**STUDY TEXT:**
I had to stop work and age 52 and no regrets but my expenses can greatly change depending on where we are.

In Mexico or Manila, we could live very nicely in 1,000 dollars per month.
 
Your health
Yep, one of my neighbors saw the writing on the wall when he was working for Nortel, so to get his retirement savings out a sinking ship he retired in his early 50's and took a lump sum instead of his pension. He's in his 60's now and quite fit and healthy and does some hay to sell and works part time at the local LCBO liquor store(a low stress government job here) for some spending money and paid chatting with the neighbors while earning another small pension. It's not a glamorous retirement but it sure isn't bad.
Another neighbor is about the same age with millions in land and investments and worked a lot, and does spend far more, but has diabetes and heart problems and can barely climb in and out of his $100k pickup...
 
How are some of you able to answer the OP the way you are? So little info to go on = literally impossible to answer.


From what I’ve gathered the answers are general which is appropriate. Only the OP can figure out what he needs based on the lifestyle going forward plus any other conditions.

The only thing I would add is to be generous in the amount of $$ you need. The times ahead do not look healthy financially.
 
What happens once you have traveled where ever and seen what you want to see and think what you have thunk? Then what? You will need some serious returns on what ever you have over the years invested in.
 
No one can give you anything of a ballpark without knowing numbers and personal factors that will influence those numbers. The only answer you'd get is a conservative one that's at least a million over the guess number.

**WHAT TO WORK ON:**
According to the retirement discussion, how much per month could the first poster live on very nicely in Mexico or Manila? The data after this has nothing to do with the retirement discussion.

**RECORDED DATA:**
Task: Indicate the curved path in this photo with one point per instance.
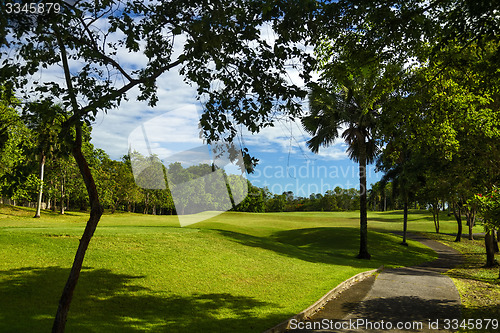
(416, 299)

**ANSWER AREA:**
1,000 dollars per month.